▶ [Aim of the exercise] Extract the whole listing as it stands. Do not include the pictures.

▶ [Input data]
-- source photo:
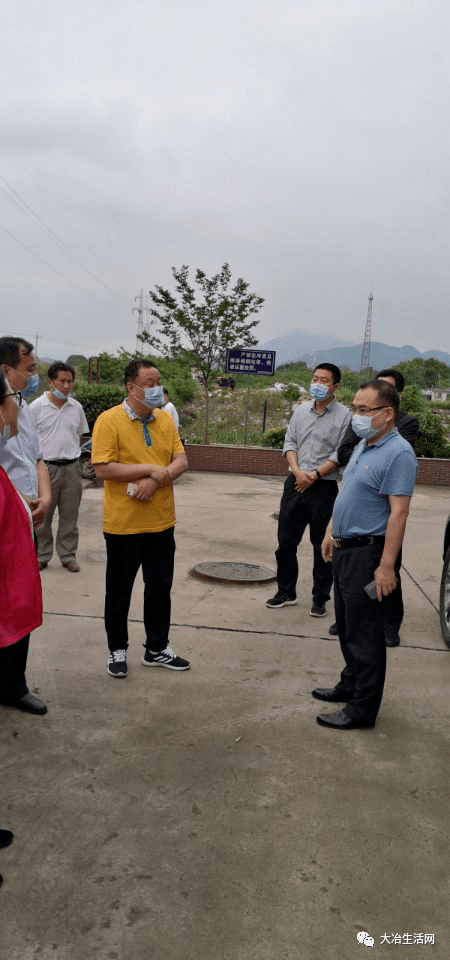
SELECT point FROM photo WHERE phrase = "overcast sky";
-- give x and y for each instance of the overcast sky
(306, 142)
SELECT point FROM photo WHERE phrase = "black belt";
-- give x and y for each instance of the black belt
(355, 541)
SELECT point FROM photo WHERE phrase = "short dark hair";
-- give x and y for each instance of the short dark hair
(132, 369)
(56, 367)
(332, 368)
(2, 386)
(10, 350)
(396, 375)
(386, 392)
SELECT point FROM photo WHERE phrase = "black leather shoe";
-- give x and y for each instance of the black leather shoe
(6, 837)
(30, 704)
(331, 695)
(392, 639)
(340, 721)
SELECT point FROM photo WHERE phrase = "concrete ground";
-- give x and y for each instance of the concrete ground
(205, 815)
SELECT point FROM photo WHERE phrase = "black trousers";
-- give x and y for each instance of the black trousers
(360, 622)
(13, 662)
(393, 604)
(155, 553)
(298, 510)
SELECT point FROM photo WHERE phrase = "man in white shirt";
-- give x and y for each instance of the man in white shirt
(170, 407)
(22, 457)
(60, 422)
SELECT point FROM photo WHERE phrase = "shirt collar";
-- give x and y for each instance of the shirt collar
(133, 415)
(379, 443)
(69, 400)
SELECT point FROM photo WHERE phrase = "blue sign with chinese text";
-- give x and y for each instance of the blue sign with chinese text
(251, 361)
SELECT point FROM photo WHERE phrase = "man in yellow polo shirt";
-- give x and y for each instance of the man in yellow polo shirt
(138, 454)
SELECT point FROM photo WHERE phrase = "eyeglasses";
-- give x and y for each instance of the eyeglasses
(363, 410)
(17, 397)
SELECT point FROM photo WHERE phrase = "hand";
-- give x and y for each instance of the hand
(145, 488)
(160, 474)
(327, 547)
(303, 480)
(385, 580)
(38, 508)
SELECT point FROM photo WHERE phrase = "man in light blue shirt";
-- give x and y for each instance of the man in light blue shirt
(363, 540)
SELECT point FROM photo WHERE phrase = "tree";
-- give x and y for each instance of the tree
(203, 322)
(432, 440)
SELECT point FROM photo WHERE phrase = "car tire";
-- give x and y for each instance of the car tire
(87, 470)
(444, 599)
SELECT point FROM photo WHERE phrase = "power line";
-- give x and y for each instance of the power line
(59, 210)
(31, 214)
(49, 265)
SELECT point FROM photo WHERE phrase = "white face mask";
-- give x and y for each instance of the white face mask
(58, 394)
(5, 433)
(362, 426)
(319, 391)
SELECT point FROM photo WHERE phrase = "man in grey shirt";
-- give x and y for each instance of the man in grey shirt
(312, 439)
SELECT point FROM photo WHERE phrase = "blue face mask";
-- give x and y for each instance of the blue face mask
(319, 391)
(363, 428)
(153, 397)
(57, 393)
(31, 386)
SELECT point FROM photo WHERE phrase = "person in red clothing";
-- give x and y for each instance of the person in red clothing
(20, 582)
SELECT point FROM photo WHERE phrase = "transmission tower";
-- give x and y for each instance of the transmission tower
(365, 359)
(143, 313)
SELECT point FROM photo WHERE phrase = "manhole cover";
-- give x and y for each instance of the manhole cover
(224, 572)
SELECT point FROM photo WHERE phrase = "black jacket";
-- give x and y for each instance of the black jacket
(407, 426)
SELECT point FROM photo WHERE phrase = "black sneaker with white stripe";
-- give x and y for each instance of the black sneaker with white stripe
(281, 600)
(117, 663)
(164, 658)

▶ [Solution to this task]
-- source photo:
SELECT point FROM photo WHERE phrase = "overcast sky";
-- give x and y for each instance of the overcast sky
(306, 142)
SELECT point FROM photo WHERE phrase = "black belt";
-- give x and y for each instance of the black belt
(355, 541)
SELECT point FROM photo WHERE phrase = "short dark hair";
-- give x and y for each instance of the short dark hair
(132, 369)
(56, 367)
(332, 368)
(2, 386)
(10, 350)
(396, 375)
(386, 392)
SELECT point FROM photo WHERE phrase = "black leather shoe";
-- give x and y for each instance of the black leather shoe
(6, 837)
(30, 704)
(331, 695)
(392, 639)
(340, 721)
SELECT point FROM photo WHERE phrase = "concrete ground";
-- give x and y for each instance of the concrete ground
(205, 815)
SELECT point FROM photo WHERE phrase = "black trousers";
-- give x and y for each instance of the black trousers
(360, 622)
(13, 662)
(393, 604)
(155, 553)
(298, 510)
SELECT point FROM photo WHERE phrase = "man in white shirt";
-- give x and y for each instance of the man in white shirt
(170, 407)
(22, 457)
(60, 422)
SELECT point FROM photo WHERE phrase = "shirt collar";
-- give x and y for each instance of the shirt collar
(133, 415)
(379, 443)
(69, 400)
SELECT point FROM photo WHERE phrase = "blue sign with chinese text";
-- give x and y for each instance of the blue sign with chinese text
(251, 361)
SELECT point FROM photo WHERE phrase = "man in yellow polo shirt";
-- give x and y for each instance of the man in yellow polo shirt
(138, 454)
SELECT point FROM photo WHERE phrase = "eyeglasses";
-- give x and y for each instance of the eyeglasses
(363, 410)
(17, 397)
SELECT point FROM photo WHERE phrase = "hand";
-- give x and y for each instance of the hand
(145, 488)
(160, 474)
(327, 547)
(303, 480)
(385, 580)
(38, 508)
SELECT point FROM photo WHERE phrase = "man in light blue shirt";
-- give x and y for each instance of the man in light blue shirt
(363, 540)
SELECT point FROM photo WHERE phrase = "tree";
-- give x and y for each instance of the tree
(203, 322)
(432, 440)
SELECT point FROM photo WHERE phrase = "car tire";
-- give x and y for each instance of the car tire
(87, 470)
(444, 599)
SELECT point FROM photo WHERE phrase = "power line";
-- give x and y for each instance of the power line
(59, 210)
(31, 214)
(49, 265)
SELECT point FROM photo WHERE phrase = "white face mask";
-- give x and y for each instance of the white face mask
(58, 394)
(5, 433)
(362, 426)
(319, 391)
SELECT point FROM photo WHERE phrase = "man in grey shirt";
-- give x and y for each instance of the man in grey shirt
(312, 439)
SELECT point FROM photo WHERE phrase = "blue face mask";
-- give x and y for each instance of the blue face mask
(319, 391)
(363, 428)
(153, 397)
(57, 393)
(31, 386)
SELECT point FROM photo WHERE phrase = "person in red clothing";
-- give x and y for each instance of the person in red clothing
(20, 582)
SELECT point FROM photo WHERE phrase = "transmission tower";
-- give x and y for each instance of the transmission tower
(365, 359)
(143, 313)
SELECT point FROM photo WHERE phrase = "manhole cover";
-- give x and y for each instance of the manhole cover
(224, 572)
SELECT point FROM photo WHERE phrase = "black jacket";
-- give x and y for each instance of the black jacket
(407, 426)
SELECT point FROM photo WHERE phrase = "black sneaker with white stripe";
-- give x and y for each instance of the black sneaker with white stripe
(281, 600)
(117, 663)
(164, 658)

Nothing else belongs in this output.